Lines of data:
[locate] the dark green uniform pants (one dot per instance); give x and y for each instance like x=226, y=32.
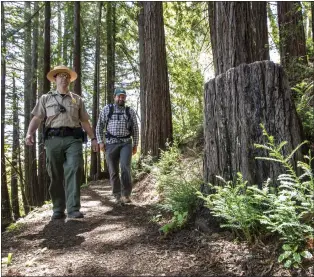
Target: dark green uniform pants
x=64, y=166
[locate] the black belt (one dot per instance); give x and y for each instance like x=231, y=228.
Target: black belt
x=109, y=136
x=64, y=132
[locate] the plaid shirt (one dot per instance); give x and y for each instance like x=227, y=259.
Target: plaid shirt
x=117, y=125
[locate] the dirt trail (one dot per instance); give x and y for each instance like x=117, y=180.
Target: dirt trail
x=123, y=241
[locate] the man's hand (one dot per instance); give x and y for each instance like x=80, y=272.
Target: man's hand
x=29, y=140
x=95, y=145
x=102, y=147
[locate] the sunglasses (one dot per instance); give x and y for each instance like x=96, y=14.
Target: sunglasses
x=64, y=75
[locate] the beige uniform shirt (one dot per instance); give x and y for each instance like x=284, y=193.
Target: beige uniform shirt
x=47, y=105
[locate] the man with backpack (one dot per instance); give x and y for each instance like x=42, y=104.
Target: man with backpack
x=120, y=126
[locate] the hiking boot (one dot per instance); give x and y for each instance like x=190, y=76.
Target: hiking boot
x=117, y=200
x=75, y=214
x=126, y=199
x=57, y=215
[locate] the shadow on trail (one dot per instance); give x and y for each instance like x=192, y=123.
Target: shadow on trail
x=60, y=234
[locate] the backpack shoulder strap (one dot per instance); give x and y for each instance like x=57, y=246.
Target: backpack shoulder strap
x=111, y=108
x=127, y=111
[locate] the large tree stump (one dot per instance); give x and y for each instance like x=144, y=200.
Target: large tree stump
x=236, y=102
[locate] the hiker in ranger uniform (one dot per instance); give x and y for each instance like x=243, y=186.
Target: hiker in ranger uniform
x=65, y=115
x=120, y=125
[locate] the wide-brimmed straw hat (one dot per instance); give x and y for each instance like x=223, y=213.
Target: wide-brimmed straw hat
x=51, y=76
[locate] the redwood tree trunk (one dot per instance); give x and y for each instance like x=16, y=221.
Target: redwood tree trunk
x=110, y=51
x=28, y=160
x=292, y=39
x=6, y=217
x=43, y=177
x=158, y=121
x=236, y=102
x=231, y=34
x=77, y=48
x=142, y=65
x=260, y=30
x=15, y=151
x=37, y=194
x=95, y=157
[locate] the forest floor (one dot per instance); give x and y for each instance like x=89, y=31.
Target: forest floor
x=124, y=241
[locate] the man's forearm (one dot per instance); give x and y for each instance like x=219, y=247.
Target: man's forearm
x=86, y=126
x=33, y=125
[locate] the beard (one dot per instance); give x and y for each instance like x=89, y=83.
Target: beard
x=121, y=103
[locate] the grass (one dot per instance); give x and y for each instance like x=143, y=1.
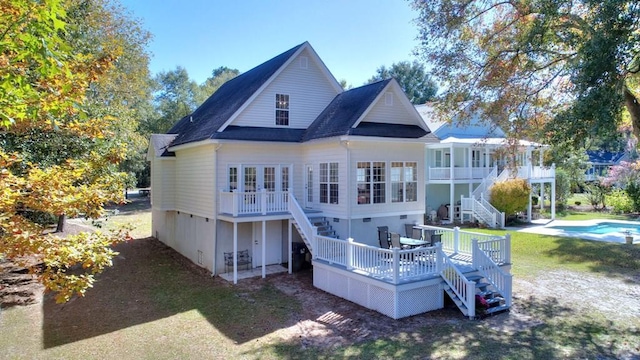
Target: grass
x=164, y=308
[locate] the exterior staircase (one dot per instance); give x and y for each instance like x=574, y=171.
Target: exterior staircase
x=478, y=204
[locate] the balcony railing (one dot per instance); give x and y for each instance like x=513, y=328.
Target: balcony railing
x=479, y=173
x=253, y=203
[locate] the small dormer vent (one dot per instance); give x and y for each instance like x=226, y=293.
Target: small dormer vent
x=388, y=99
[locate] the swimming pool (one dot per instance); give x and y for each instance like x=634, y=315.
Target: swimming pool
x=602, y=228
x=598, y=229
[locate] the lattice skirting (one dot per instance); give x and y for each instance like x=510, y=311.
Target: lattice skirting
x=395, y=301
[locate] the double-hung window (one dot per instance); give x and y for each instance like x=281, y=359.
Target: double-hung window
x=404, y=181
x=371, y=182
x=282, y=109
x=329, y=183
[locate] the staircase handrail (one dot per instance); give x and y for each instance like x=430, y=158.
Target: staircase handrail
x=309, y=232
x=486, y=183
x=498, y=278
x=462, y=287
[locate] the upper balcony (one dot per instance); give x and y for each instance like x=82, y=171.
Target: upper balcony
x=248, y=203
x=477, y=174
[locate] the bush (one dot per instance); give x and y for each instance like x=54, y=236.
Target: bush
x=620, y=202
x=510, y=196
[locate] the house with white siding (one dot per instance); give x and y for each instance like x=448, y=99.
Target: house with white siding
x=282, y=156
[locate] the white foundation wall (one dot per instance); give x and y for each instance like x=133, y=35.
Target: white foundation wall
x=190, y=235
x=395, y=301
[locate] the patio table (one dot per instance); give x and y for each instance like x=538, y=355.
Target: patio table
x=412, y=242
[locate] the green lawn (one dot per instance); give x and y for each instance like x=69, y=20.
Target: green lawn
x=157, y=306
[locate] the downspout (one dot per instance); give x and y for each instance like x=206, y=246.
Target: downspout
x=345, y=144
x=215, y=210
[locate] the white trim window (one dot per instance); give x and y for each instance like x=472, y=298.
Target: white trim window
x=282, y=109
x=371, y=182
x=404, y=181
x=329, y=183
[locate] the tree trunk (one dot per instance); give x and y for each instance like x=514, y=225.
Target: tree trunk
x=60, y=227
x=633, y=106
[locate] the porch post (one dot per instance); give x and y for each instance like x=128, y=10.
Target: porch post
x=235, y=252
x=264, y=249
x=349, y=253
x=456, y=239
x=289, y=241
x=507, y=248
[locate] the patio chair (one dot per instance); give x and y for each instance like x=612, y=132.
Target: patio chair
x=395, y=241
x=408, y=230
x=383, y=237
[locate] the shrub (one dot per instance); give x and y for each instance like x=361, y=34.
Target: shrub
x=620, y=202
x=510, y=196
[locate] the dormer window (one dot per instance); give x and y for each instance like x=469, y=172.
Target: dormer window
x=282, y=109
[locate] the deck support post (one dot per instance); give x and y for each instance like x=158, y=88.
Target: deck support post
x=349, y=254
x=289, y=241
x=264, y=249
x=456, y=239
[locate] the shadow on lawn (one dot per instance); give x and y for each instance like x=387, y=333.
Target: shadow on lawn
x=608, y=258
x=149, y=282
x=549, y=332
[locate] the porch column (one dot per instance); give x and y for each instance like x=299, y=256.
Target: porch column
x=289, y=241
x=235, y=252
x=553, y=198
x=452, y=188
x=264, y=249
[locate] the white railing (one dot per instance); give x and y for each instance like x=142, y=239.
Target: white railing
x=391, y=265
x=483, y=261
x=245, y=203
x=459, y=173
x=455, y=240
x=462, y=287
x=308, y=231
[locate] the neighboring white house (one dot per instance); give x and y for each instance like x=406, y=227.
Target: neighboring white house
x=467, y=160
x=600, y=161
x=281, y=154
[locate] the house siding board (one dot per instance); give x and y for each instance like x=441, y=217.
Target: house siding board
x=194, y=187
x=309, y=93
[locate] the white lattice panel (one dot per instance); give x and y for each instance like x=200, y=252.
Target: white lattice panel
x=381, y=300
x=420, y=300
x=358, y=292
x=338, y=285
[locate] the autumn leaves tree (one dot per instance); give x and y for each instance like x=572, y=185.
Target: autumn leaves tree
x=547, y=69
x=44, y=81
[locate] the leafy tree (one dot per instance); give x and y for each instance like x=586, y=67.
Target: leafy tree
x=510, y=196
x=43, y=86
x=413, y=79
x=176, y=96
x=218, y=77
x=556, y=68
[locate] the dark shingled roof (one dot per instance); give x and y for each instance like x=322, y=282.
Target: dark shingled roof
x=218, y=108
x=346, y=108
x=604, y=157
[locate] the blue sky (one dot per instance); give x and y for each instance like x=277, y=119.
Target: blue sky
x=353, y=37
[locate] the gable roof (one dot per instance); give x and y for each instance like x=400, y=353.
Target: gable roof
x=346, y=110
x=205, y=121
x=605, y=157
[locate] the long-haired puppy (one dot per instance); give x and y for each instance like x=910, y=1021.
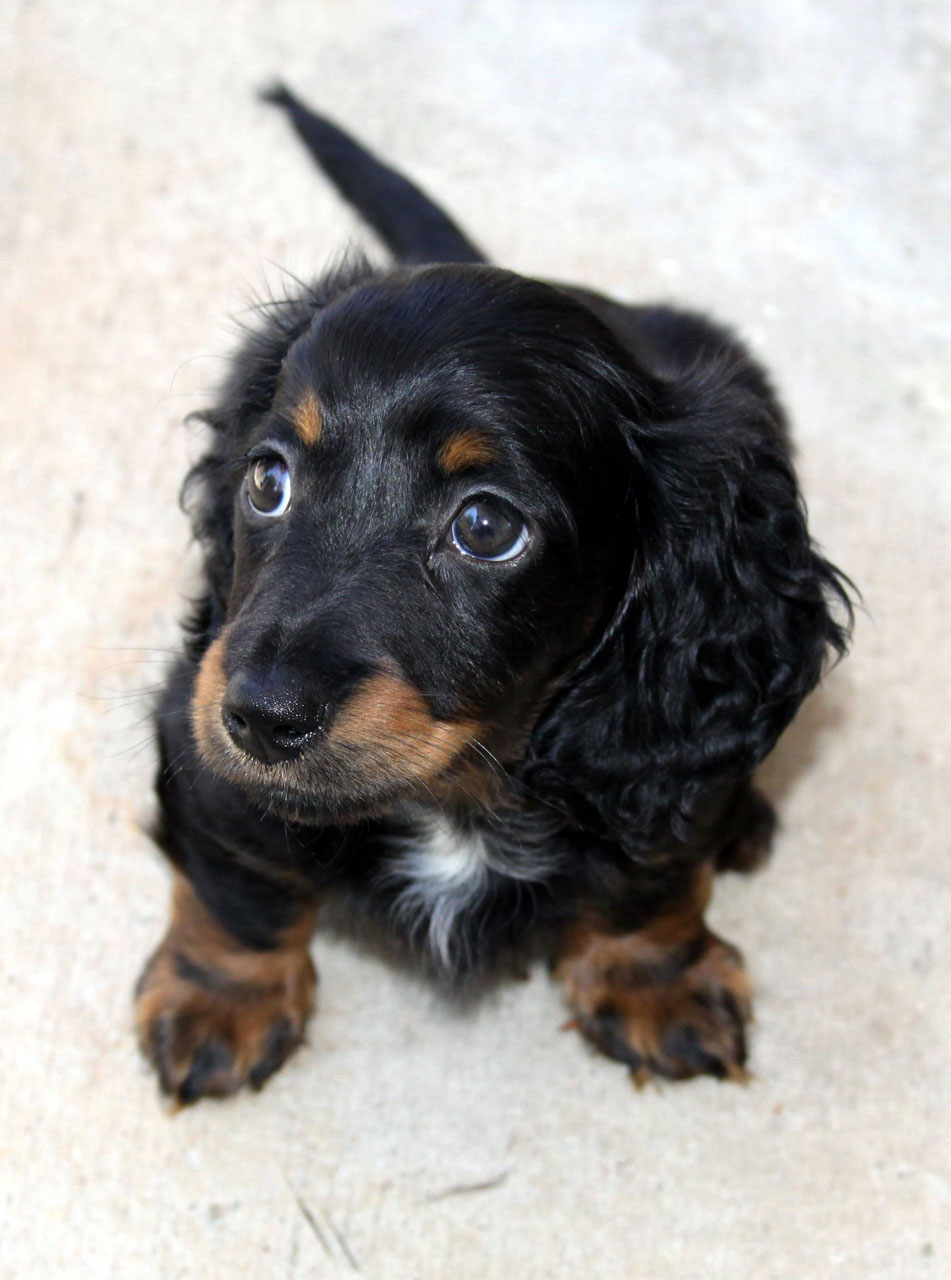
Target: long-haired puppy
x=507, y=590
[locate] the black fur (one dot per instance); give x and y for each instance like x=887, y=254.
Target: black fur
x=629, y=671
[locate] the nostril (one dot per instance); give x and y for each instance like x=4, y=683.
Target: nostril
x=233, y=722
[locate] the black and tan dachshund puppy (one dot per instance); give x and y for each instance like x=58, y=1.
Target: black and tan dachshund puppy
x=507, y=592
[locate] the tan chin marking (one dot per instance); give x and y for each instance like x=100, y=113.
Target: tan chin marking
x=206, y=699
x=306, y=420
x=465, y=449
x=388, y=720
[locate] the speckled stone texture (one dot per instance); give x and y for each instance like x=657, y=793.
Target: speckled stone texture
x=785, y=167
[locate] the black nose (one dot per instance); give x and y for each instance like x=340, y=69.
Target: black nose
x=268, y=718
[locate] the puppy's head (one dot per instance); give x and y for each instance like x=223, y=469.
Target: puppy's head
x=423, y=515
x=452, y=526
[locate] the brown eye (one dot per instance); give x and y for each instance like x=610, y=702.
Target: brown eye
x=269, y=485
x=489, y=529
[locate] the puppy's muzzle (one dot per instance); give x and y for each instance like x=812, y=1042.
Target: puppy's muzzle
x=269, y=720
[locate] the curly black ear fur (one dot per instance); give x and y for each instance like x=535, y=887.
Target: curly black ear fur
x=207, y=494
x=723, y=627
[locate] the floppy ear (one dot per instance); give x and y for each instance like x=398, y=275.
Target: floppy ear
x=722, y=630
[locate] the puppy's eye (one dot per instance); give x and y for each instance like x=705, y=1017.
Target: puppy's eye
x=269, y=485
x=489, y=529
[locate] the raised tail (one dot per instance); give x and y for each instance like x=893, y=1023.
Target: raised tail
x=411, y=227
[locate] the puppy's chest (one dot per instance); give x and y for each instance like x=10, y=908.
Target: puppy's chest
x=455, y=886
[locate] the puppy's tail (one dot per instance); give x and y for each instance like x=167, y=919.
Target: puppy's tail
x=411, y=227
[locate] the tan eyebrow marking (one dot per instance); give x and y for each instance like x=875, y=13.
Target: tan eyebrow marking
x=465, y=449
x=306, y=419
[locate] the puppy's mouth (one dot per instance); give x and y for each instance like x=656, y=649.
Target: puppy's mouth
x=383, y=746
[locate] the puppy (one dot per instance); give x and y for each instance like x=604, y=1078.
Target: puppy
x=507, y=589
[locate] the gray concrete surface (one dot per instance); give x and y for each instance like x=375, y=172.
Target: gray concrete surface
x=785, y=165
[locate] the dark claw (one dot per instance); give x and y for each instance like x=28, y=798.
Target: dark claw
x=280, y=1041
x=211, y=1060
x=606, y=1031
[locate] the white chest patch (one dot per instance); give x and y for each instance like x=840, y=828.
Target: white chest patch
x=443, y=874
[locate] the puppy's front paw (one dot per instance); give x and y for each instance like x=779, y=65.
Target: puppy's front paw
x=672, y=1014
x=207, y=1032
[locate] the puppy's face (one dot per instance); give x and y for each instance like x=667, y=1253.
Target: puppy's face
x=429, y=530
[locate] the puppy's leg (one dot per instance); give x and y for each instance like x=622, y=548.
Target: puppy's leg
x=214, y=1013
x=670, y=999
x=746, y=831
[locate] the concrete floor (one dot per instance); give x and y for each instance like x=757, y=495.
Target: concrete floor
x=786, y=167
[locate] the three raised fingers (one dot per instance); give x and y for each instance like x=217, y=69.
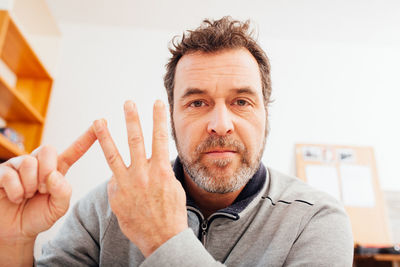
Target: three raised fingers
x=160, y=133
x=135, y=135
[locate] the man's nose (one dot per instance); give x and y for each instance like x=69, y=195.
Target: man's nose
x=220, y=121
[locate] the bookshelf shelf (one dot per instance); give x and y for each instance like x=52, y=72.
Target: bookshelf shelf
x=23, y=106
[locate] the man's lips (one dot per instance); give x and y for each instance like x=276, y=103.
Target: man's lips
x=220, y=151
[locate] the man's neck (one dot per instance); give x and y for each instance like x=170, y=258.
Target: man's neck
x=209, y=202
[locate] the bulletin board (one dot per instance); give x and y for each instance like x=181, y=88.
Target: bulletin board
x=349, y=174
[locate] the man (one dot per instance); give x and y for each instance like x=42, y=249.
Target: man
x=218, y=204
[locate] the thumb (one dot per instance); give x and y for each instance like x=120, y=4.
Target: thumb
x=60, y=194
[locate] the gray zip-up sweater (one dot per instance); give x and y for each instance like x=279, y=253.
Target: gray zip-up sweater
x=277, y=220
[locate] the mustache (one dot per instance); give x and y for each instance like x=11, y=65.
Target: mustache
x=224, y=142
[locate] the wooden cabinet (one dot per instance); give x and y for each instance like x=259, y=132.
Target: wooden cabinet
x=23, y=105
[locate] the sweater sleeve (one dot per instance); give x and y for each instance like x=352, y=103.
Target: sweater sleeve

* TO BE DONE:
Write out everything from the line containing "[locate] the house siding" down to the line containing "x=556, y=68", swapping "leafy tree" for "green tree" and keeping all else unchanged.

* TASK RESPONSE:
[locate] the house siding board (one dot per instance); give x and y for each instance like x=441, y=217.
Target: house siding board
x=194, y=187
x=309, y=93
[locate] the white lattice panel (one dot per instance); give x and y for each instance like x=200, y=252.
Target: white lattice panel
x=381, y=300
x=420, y=300
x=358, y=292
x=338, y=285
[locate] the autumn leaves tree (one dot per instance); give x and y for each instance like x=572, y=185.
Target: autumn leaves tree
x=547, y=69
x=44, y=81
[locate] the green tree (one dot per instance); give x and y for each instance like x=586, y=67.
Target: green tree
x=510, y=196
x=43, y=86
x=413, y=79
x=176, y=96
x=218, y=77
x=556, y=68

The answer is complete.